▶ [Source data]

____________

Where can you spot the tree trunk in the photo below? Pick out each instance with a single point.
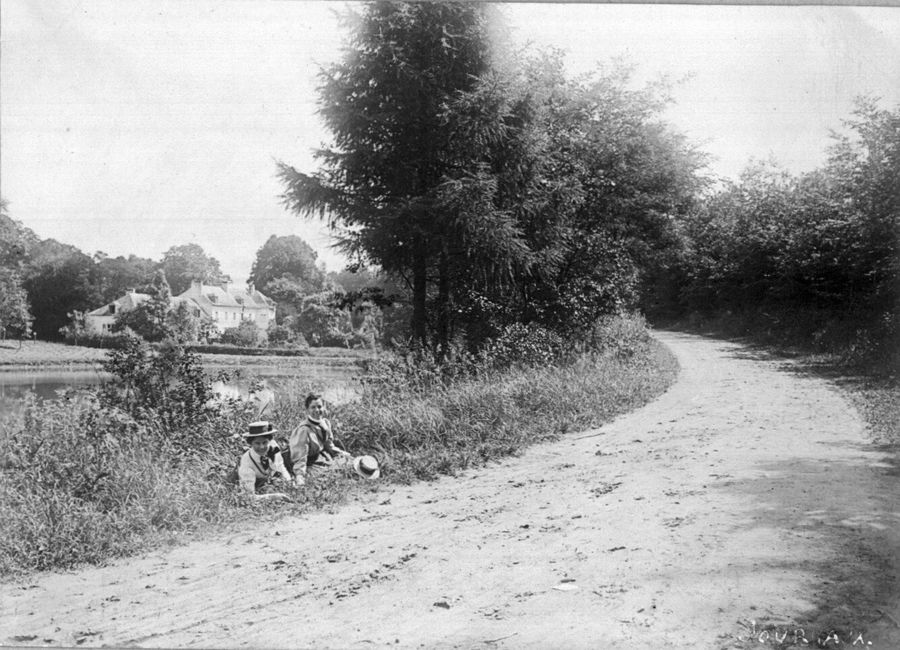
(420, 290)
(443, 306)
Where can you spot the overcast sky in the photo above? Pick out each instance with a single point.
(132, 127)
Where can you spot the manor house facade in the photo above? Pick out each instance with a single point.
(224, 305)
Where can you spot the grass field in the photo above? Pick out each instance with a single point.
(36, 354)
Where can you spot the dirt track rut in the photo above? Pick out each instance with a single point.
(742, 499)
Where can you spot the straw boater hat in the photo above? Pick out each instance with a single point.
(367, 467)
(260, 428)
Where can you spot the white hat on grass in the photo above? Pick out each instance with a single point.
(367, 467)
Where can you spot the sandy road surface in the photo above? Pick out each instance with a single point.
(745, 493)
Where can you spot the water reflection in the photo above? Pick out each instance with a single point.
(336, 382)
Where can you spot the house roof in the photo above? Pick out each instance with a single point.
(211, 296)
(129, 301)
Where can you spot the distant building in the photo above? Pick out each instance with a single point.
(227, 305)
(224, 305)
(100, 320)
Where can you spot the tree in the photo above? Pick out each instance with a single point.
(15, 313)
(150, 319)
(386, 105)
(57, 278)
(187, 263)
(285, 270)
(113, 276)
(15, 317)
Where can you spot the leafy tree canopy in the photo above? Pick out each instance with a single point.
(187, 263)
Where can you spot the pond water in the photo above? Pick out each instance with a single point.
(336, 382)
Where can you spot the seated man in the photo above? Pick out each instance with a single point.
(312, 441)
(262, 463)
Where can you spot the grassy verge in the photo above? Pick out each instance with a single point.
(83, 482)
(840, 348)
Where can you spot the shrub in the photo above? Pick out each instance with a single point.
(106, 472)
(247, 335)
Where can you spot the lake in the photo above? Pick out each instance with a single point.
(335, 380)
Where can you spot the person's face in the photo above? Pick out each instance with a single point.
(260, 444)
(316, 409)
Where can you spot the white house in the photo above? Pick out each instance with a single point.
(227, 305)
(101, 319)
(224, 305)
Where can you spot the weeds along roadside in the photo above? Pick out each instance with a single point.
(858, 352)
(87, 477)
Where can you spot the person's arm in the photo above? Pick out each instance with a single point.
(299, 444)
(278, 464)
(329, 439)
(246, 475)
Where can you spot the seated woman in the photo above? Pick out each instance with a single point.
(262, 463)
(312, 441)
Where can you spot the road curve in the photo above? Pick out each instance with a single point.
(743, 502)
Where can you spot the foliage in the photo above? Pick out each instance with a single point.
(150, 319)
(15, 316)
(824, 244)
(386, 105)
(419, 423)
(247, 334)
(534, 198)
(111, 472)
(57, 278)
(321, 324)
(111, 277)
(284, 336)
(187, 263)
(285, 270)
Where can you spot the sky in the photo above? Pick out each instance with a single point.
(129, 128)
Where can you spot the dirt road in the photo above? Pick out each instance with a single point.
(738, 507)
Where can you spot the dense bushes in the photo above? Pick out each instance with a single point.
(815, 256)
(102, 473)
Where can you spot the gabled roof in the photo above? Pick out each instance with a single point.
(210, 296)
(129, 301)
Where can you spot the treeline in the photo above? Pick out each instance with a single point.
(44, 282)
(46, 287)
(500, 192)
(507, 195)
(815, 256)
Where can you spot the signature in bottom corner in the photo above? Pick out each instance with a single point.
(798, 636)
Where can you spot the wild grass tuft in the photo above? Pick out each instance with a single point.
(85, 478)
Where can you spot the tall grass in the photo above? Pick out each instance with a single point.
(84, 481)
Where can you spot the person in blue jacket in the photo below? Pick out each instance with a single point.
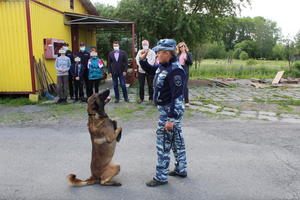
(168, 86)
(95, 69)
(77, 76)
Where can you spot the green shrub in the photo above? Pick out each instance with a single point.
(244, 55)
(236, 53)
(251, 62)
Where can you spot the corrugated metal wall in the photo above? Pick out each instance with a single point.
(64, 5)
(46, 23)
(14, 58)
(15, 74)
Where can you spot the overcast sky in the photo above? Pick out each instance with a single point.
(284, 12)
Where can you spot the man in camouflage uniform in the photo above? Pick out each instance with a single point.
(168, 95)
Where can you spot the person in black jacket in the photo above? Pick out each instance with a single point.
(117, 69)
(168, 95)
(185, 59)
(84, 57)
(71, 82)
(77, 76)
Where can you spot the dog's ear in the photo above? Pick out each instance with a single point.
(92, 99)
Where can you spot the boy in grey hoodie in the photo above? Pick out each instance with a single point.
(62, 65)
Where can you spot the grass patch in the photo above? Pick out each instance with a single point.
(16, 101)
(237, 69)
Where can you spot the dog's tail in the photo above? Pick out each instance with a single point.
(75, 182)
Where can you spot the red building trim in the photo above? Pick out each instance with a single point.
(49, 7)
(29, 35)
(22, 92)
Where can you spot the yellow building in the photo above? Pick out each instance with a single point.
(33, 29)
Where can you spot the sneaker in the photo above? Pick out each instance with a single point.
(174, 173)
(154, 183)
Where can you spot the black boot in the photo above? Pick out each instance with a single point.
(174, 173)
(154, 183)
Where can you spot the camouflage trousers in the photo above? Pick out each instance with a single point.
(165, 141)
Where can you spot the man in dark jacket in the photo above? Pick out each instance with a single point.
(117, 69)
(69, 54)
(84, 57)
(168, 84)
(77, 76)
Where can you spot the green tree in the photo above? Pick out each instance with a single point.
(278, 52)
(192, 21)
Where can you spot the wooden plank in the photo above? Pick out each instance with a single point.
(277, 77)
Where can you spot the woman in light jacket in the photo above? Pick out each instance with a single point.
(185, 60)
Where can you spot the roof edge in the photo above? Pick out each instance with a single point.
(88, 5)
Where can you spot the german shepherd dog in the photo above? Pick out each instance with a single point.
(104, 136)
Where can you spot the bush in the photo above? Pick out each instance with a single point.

____________

▶ [Aim of the exercise] Set down the lines above exactly as written. Begin at the line containing "Where can you spot the green tree" and stop after the last line.

▶ [Answer area]
Where can you spot the green tree in the photo above? Pick out each instance with a single point.
(278, 52)
(192, 21)
Where can you spot the wooden plank in the photo above? Pick out each instance with a single point.
(277, 77)
Where can you spot the woman in light jacket in the photo above? Pick out each instance with a single point.
(185, 60)
Where can you spot the roof edge in the photo above? Pick out each instance with a single point.
(88, 5)
Where can you spot the german shepherd dog in the photo above? Pick out each instance with a single point.
(104, 136)
Where can you spot the bush in the photo above? Pick out each instance with a single point.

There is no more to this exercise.